▶ **Set problem**
Reproduce the records below line for line, without changing any wording, but omit the pictures from your answer.

▶ **Raw data**
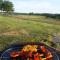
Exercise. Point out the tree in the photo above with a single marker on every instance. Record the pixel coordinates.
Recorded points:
(7, 6)
(1, 1)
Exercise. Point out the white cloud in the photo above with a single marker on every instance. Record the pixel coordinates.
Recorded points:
(42, 6)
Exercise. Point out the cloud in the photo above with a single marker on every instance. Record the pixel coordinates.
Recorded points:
(41, 6)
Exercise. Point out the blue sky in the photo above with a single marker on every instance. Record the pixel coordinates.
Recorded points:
(37, 6)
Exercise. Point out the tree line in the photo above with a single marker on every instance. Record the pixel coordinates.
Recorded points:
(6, 6)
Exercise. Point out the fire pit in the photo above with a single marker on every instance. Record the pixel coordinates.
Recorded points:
(29, 51)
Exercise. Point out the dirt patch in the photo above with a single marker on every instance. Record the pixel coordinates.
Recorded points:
(22, 31)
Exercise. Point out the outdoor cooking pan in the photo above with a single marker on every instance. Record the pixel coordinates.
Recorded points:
(16, 47)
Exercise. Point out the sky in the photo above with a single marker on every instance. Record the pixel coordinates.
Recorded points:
(36, 6)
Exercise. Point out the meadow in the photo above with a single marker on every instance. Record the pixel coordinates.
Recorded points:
(28, 28)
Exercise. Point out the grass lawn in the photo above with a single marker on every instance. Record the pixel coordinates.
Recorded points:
(25, 28)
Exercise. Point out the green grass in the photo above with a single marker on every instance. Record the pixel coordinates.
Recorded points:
(15, 29)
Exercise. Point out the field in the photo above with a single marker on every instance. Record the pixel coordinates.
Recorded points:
(28, 28)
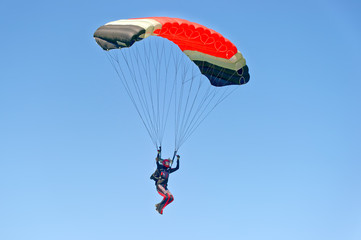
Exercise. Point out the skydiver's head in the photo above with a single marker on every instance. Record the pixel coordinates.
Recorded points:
(166, 163)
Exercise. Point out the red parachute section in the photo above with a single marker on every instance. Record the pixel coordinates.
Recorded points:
(195, 37)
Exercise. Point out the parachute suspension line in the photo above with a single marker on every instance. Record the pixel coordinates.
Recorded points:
(141, 96)
(154, 74)
(115, 59)
(187, 115)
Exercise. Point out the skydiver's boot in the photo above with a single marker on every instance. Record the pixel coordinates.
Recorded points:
(158, 208)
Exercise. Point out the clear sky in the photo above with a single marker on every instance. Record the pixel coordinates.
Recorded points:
(279, 159)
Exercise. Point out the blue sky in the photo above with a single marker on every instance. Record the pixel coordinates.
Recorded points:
(279, 159)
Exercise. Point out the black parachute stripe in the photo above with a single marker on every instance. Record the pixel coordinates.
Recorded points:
(118, 36)
(219, 76)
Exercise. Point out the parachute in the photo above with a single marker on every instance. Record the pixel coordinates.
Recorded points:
(177, 75)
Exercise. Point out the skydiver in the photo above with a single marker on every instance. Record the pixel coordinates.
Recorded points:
(160, 176)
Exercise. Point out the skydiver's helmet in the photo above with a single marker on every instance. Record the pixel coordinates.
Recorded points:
(166, 163)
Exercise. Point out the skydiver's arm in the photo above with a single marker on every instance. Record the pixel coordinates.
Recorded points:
(177, 167)
(158, 158)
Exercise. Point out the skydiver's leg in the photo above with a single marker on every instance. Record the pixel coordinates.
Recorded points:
(164, 192)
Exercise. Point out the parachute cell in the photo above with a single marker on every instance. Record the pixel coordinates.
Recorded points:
(217, 58)
(161, 74)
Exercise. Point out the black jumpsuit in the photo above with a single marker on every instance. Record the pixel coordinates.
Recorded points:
(161, 176)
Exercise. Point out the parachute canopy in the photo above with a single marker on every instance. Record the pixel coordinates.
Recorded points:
(217, 58)
(166, 75)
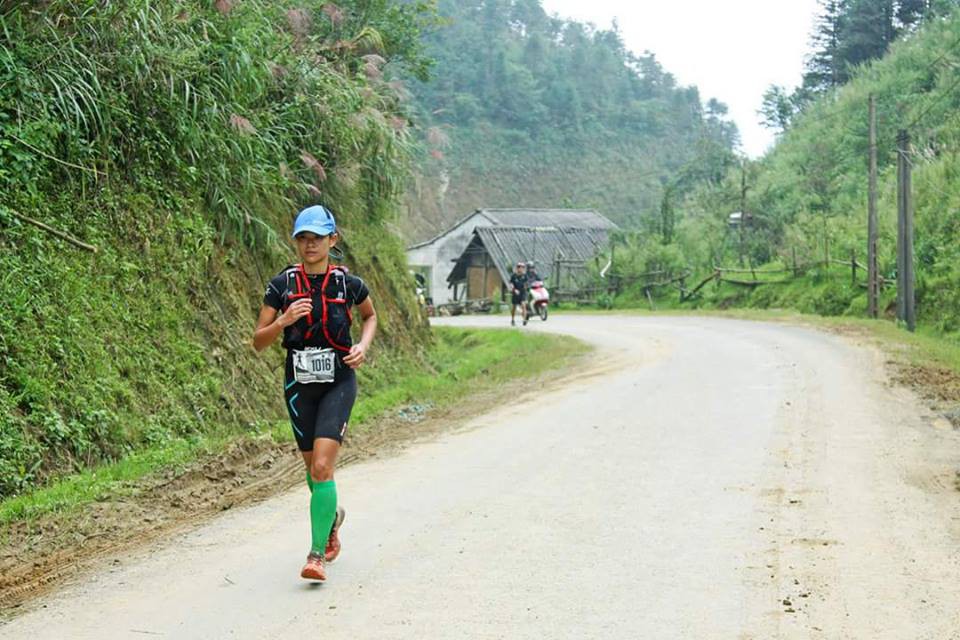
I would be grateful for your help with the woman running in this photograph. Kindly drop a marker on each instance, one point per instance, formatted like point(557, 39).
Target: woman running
point(310, 304)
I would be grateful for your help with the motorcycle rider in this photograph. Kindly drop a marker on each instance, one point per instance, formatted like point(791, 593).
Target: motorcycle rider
point(532, 275)
point(519, 286)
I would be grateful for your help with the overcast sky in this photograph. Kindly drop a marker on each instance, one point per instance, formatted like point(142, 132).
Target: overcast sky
point(731, 49)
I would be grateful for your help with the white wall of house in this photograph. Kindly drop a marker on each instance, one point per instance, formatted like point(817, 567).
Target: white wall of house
point(435, 258)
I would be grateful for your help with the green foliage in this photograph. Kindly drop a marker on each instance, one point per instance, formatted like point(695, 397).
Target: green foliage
point(454, 360)
point(180, 138)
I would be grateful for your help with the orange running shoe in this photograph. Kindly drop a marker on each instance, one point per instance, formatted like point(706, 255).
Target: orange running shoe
point(333, 542)
point(313, 570)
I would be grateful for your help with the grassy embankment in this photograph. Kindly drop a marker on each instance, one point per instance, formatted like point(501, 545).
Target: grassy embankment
point(458, 360)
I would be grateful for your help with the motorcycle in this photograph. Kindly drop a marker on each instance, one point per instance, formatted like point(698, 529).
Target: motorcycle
point(539, 300)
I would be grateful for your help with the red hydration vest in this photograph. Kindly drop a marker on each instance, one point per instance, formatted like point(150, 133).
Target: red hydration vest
point(336, 317)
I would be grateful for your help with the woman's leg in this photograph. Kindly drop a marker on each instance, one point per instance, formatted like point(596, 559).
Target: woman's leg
point(323, 497)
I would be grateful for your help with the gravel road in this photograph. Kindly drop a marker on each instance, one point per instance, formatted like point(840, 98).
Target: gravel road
point(696, 478)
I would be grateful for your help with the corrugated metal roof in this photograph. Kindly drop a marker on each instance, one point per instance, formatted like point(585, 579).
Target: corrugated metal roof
point(543, 245)
point(559, 218)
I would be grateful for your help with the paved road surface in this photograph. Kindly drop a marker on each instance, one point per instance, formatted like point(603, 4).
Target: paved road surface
point(700, 478)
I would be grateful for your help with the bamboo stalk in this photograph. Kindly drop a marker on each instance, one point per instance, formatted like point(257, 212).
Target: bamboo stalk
point(51, 230)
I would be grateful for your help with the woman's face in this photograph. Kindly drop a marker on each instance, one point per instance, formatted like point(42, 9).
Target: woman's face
point(313, 248)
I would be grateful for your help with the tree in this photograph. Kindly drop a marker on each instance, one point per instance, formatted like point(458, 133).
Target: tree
point(825, 69)
point(778, 109)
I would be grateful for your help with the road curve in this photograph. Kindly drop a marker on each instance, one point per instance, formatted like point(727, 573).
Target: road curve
point(697, 478)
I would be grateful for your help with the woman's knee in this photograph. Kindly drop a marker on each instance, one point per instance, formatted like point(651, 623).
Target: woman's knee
point(321, 468)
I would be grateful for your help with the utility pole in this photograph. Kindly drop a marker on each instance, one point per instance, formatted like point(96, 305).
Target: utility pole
point(906, 303)
point(743, 206)
point(873, 279)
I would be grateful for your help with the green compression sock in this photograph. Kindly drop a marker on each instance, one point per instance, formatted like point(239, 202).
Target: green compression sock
point(323, 510)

▶ **Solution to this exercise**
Exercise. Point out the tree in the photo above with a single marker on every instance. Record the pixel coordinates.
Recorded points:
(7, 6)
(1, 1)
Exercise. Point out the white cloud in the photo above with a single marker on every instance. Record the pixel coordinates.
Recorded points:
(42, 6)
Exercise. Point out the cloud in the photo above with a single marker on every instance. Record the pixel coordinates.
Recorded points:
(41, 6)
Exercise. Point out the blue sky in the photo above with a single marker on every instance. Record the pixel coordinates.
Recorded points:
(37, 6)
Exercise. Point out the tree line in the photo above with a single marker on every instance. Record the pixel coordinates.
Recorded points:
(6, 6)
Exercise. Point out the fire pit in the photo above with a single marker on every instance. Record the pixel coordinates.
Recorded points:
(29, 51)
Exercise. Point out the dirt patch in the photo above with a single marker on every instance. Record the pixel coordinates.
Recorded points:
(22, 31)
Exercise. Point out the outdoor cooking pan in the photo above with a single marker on every instance. Record the pixel coordinates.
Recorded points:
(16, 47)
Exercise. Point out the sky in the photo above with a single marker on every instance. Record the pixel coordinates.
Recorded points:
(36, 6)
Exercise. Point out the meadow in the photo above with a single marker on every instance. Record the pixel coordinates.
Recorded points:
(28, 28)
Exercise. Point out the grass lawn in the photo above with a single marker on every instance. Record the pixel coordinates.
Recorded points:
(25, 28)
Exercise. Point out the green grass in the photo above with a single marker on every instance. Record the pixel coordinates.
Recorded points:
(15, 29)
Exercise. Point out the field in the photo above with a single marker on every instance. Record the pixel coordinates.
Recorded points:
(28, 28)
Exercise. Point out the skydiver's head in the photo above with a single marker on every instance. Record the pixel coordinates.
Recorded points:
(166, 163)
Exercise. Point out the red parachute section in the photo above with a single marker on every instance. Record the pixel coordinates.
Recorded points:
(195, 37)
Exercise. Point out the parachute suspension line in the photo above with a single marker on every instance. Record the pixel coordinates.
Recorded points:
(141, 96)
(154, 74)
(115, 59)
(187, 115)
Exercise. Point out the skydiver's boot in the photo above with a single marker on every instance. Record the pixel coordinates.
Recorded points:
(158, 208)
Exercise. Point out the clear sky in the photo above with a single marker on every instance. Record the pixel coordinates.
Recorded points:
(279, 159)
Exercise. Point out the blue sky in the photo above with a single marker on every instance. Record the pixel coordinates.
Recorded points:
(279, 159)
Exercise. Point out the black parachute stripe in the photo above with a single marker on every instance. Record the pixel coordinates.
Recorded points:
(118, 36)
(219, 76)
Exercise. Point out the parachute in the photo above with a single marker on every instance. Record the pixel coordinates.
Recorded points:
(177, 75)
Exercise. Point out the skydiver in the photo above with a single marker on every instance. Record the pixel coordinates.
Recorded points:
(160, 176)
Exercise. Point out the skydiver's helmet in the photo above with a single marker on every instance. Record the pixel coordinates.
Recorded points:
(166, 163)
Exercise. Point out the skydiver's arm in the photo above with a single marker on every instance. Record the pixel coordinates.
Recorded points:
(177, 167)
(158, 158)
Exercise. Point out the skydiver's leg in the photo above with a single marker on every instance. Record the pixel coordinates.
Recorded points:
(164, 192)
Exercise. Point out the parachute cell in the photo above with a single marker on every instance. Record the pixel coordinates.
Recorded points:
(217, 58)
(161, 74)
Exercise. Point out the black jumpsuit in the photo above with a single marker on every instance. Record the pixel coordinates.
Recorded points:
(161, 176)
Exercise. Point out the parachute canopy in the photo above with a single marker on every instance. Record the pixel coordinates.
Recorded points:
(217, 58)
(166, 75)
I would be grateful for your help with the woman running in this photograph. Kindly drop a marker on each instance, one point per instance, formatted like point(557, 39).
Target: woman running
point(310, 304)
I would be grateful for your help with the motorcycle rider in this photograph. Kindly drop a marker on each instance, one point per instance, formatted like point(791, 593).
Target: motorcycle rider
point(532, 275)
point(519, 286)
I would be grateful for your help with the overcast sky in this photograph. Kindly drop a marker on each instance, one point per instance, formatted like point(142, 132).
Target: overcast sky
point(731, 49)
I would be grateful for your help with the white wall of house in this photograph. Kindly drop a marker on each instance, one point per instance, formatted like point(817, 567).
Target: white wall of house
point(435, 258)
I would be grateful for your help with the green foliage in this photograph. Kindly drop a marker on each instance, one point per instance, formatted like point(695, 397).
Target: green foliage
point(454, 360)
point(180, 138)
I would be grateful for your help with the orange running shoe in this photograph. Kindly drop a marker on each instance, one point per instance, formatted like point(706, 255).
Target: orange running shoe
point(333, 542)
point(313, 570)
I would be grateful for your help with the grassy embankment in this photograph. Kindly drop a marker on each instance, one point per instance, formatted like point(501, 545).
Target: grassy embankment
point(458, 360)
I would be grateful for your help with the motorcycle in this photograph. Kindly drop a marker on each instance, one point per instance, formatted like point(698, 529).
Target: motorcycle
point(539, 300)
I would be grateful for your help with the red hydration vest in this photograph. Kindly drop a marker on each instance, one point per instance, formatted like point(150, 133).
Target: red hydration vest
point(336, 317)
I would be grateful for your help with the woman's leg in this photograph. Kindly drop a marker on each instance, one point per instance, formatted like point(596, 559).
Target: woman's leg
point(323, 497)
I would be grateful for your help with the gravel road in this photograph. Kindly drop a marker on each instance, one point per instance, formatted like point(840, 98).
Target: gravel road
point(696, 478)
I would be grateful for your help with the corrugated metal roof in this photograph. Kindly drop a marker on each instance, one point per instance, formatted like point(585, 579).
Target: corrugated metal roof
point(543, 245)
point(559, 218)
I would be grateful for your help with the paved road surface in this photograph. Kindly drop a marker on each instance, one point per instance, formatted like point(603, 4).
Target: paved road surface
point(700, 478)
I would be grateful for your help with the bamboo stalk in this photograph. Kindly drop a marker on each instance, one point per instance, formatted like point(257, 212).
Target: bamboo stalk
point(51, 230)
I would be grateful for your help with the woman's face in this photograph. Kindly drop a marker on each instance, one point per instance, formatted like point(42, 9).
Target: woman's face
point(313, 248)
I would be grateful for your help with the tree in this photograph. Kindly drop a marker on each instance, one point per instance, formatted like point(458, 133).
Target: tree
point(825, 69)
point(778, 109)
I would be grateful for your help with the road curve in this photograph. Kindly drop a marker on each instance, one point per instance, formatted like point(727, 573).
Target: road curve
point(697, 478)
I would be grateful for your help with the woman's knee in this photograph. Kindly drop a marker on each instance, one point per instance, formatted like point(651, 623).
Target: woman's knee
point(321, 468)
I would be grateful for your help with the utility pole in this photograph. Kindly drop a marker on each instance, one point per instance, formatted like point(96, 305).
Target: utility pole
point(906, 303)
point(743, 206)
point(873, 279)
I would be grateful for your help with the green compression sock in this photograph. Kindly drop a marker on each instance, one point per instance, formatted like point(239, 202).
Target: green compression sock
point(323, 510)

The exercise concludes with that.